▶ PASSAGE FOURNI
Dans ces conditions, peu nous importe de savoir si Maxime Ossipov est véritablement, en plus d’être écrivain, plutôt cardiologue ou hôtesse de l’air (il est presque autant question de voyages en avion que d’hôpitaux), mais on aurait sans doute fini par le deviner.

« C’est un homme raisonnable et un médecin compétent ; quitte à être malade, autant se faire soigner par un docteur comme lui. Cardiologue, il a deux emplois : il exerce le premier pour gagner sa vie et il garde le second pour le plaisir d’exercer. »
Le portrait équivoque et un rien ironique qui ouvre l’un des récits pourrait bien ainsi être celui de l’auteur lui-même, qui s’amuse pourtant à détromper immédiatement le lecteur. Le personnage en question n’est pas médecin par nécessité et écrivain par conviction, mais cardiologue par passion et passeur – de malades qui émigrent aux États-Unis pour s’y faire soigner et payent cher la compagnie d’un médecin pendant leur vol – par nécessité. On croise bien d’autres praticiens dans ce recueil, qui tous exercent dans des conditions précaires, confinant souvent au grotesque (à l’hôpital, l’ascenseur est quotidiennement inaccessible aux patients parce qu’on y remise les morts en attendant l’heure légale de les conduire à la morgue) ou à l’absurde (la tentative de sauver in extremis un Tadjik battu à mort se solde par une dispersion de ses organes au marché noir), et semblent toujours très avertis des limites de leur art autant que convaincus de la nécessité de la pratiquer. Les patients, victimes de la vétusté des hôpitaux, de la négligence du personnel ou de la cruauté de leurs proches, sont reçus sans un état critique ou maintenus en vie malgré l’arrêt des fonctions cérébrales. On entend un aveu répété d’humilité de la part du cardiologue : il a beau, en professionnel, émettre des diagnostics prudents dans sa spécialité, que peut-il pour le salut de l’âme ?

▶ TRAVAIL DEMANDÉ
Relevez, dans le passage fourni, tout ce dont les patients sont présentés comme victimes.

▶ DONNÉES AFFICHÉES
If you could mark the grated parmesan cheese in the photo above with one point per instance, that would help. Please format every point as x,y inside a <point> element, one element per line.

▶ SOLUTION PROPOSÉE
- la vétusté des hôpitaux
- la négligence du personnel
- la cruauté de leurs proches